Work required
Restate all entries exactly. Skip the images.

Dataset entries
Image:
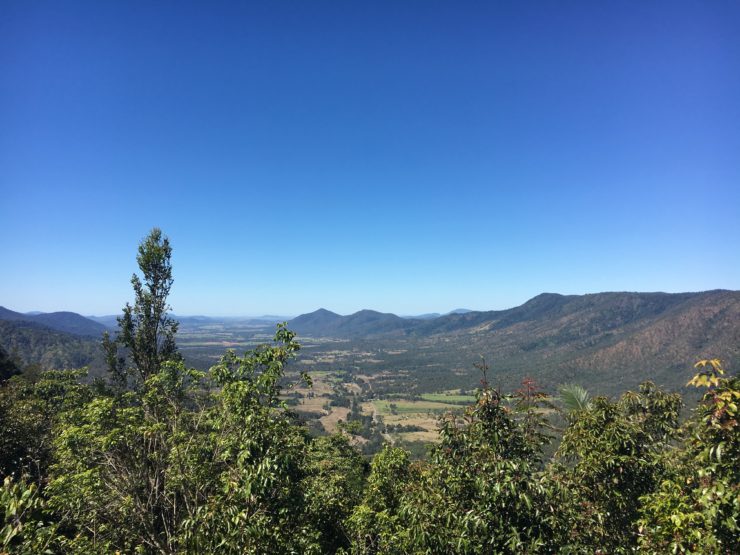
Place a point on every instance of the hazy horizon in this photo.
(290, 315)
(399, 157)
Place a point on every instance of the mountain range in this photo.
(597, 339)
(604, 338)
(68, 322)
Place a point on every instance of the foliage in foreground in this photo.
(166, 459)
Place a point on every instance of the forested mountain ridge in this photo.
(68, 322)
(365, 323)
(31, 343)
(606, 341)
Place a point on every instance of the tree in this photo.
(696, 509)
(146, 333)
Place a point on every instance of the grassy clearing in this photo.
(408, 407)
(330, 420)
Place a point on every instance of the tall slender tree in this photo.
(146, 336)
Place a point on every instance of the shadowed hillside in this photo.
(68, 322)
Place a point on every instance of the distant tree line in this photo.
(161, 458)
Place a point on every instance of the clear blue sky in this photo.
(406, 156)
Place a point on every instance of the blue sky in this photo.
(403, 156)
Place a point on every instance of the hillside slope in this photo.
(33, 343)
(605, 341)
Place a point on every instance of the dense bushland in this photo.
(161, 458)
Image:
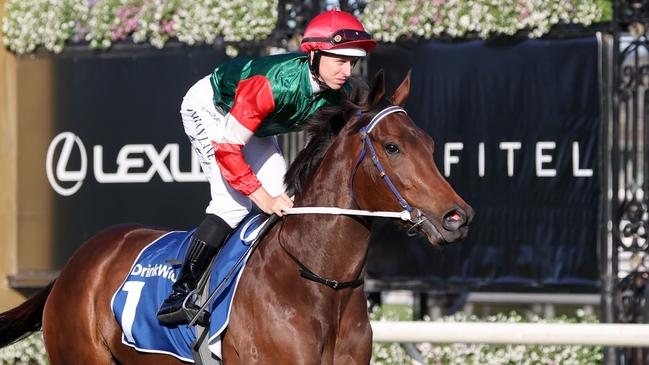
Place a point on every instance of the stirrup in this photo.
(191, 310)
(185, 313)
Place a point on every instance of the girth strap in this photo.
(310, 275)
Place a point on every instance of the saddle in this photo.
(148, 282)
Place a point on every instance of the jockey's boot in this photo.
(206, 242)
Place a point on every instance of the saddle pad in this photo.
(149, 282)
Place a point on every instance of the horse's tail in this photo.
(20, 322)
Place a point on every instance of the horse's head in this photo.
(398, 172)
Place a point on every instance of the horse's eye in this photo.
(391, 148)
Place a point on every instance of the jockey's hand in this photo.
(271, 204)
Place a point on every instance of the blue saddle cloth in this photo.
(149, 282)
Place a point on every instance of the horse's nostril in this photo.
(454, 219)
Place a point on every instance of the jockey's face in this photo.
(335, 69)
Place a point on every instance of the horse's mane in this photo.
(321, 130)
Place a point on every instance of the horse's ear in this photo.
(378, 88)
(401, 94)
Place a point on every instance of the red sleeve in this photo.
(253, 101)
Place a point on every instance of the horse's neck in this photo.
(332, 246)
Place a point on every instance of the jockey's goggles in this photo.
(342, 36)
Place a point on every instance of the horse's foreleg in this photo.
(354, 339)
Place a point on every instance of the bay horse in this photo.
(278, 317)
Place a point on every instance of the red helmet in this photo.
(338, 32)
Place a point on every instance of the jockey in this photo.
(231, 118)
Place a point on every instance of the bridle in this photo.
(418, 218)
(411, 214)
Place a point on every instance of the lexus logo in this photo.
(61, 174)
(136, 163)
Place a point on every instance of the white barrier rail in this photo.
(602, 334)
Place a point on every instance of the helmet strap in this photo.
(314, 66)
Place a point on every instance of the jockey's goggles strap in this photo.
(341, 36)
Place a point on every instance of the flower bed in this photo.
(51, 24)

Result for this exercise
Image:
Place a point on every instance of the hazy horizon in this photo.
(290, 315)
(399, 157)
Place a point on every instance of the mountain range in this photo.
(597, 339)
(604, 338)
(68, 322)
Place a point on every instance of the foliage in foreground in this photo.
(166, 459)
Place a point on every instance of the forested mountain ridge in this photo.
(68, 322)
(365, 323)
(31, 343)
(606, 341)
Place a point on every instance of the tree in this photo.
(696, 509)
(146, 333)
Place a point on every instance of the grassy clearing in this photo.
(408, 407)
(330, 420)
Place a point on every instance of the tall slender tree in this photo.
(146, 336)
Place a point on every instance of the shadowed hillside in this photo.
(68, 322)
Place a point on every instance of the distant tree line in this photo.
(161, 458)
Place a point on every instance of the clear blue sky in this photo.
(406, 156)
Place a point on every instance of the blue sky in this photo.
(403, 156)
Place a point on every instance of the hillside slope in this photo.
(33, 343)
(605, 341)
Place a point on every instance of the dense bushland in this photo.
(161, 458)
Image:
Place a point on every instance of the stirrup in this photo.
(191, 310)
(185, 313)
Place a point on every instance of the girth strap in this photo.
(310, 275)
Place a point on every instance of the saddle in this photo.
(148, 282)
Place a point on every instance of the jockey's boot in this photo.
(206, 242)
Place a point on every instance of the saddle pad in this photo.
(149, 282)
Place a point on every instance of the horse's tail in this photo.
(20, 322)
Place a point on every instance of the horse's head in this photo.
(398, 172)
Place a point on every instance of the horse's eye in this photo.
(391, 148)
Place a point on every instance of the jockey's hand in this photo.
(271, 204)
Place a point on every instance of the blue saddle cloth in this photo.
(149, 282)
Place a point on every instance of the horse's nostril in this photo.
(454, 219)
Place a point on every instance of the jockey's face in this photo.
(335, 69)
Place a point on every instance of the horse's mane in this photo.
(321, 130)
Place a point on every instance of the horse's ear in this photo.
(378, 88)
(401, 94)
Place a point on every instance of the red sleeve in this photo.
(253, 101)
Place a point on every instance of the horse's neck in this photo.
(332, 246)
Place a point on every instance of the jockey's goggles in this photo.
(342, 36)
Place a point on every instance of the horse's foreleg in this photo.
(354, 339)
Place a point on every instance of the bay horse in this photo.
(278, 317)
Place a point on every instance of the red helmet in this photo.
(338, 32)
Place a point on every instance of the jockey in this photo.
(231, 118)
Place a point on every instance of the bridle in this photo.
(418, 218)
(411, 214)
Place a point on every instance of the lexus logo in this photo.
(61, 174)
(136, 163)
Place a point on every instance of the white barrier rail in this photo.
(602, 334)
Place a point on every instance of the helmet strap in this photo.
(314, 66)
Place a point on every instance of the jockey's goggles strap in this photo.
(341, 36)
Place a point on every instance of the flower bed in this photo.
(51, 24)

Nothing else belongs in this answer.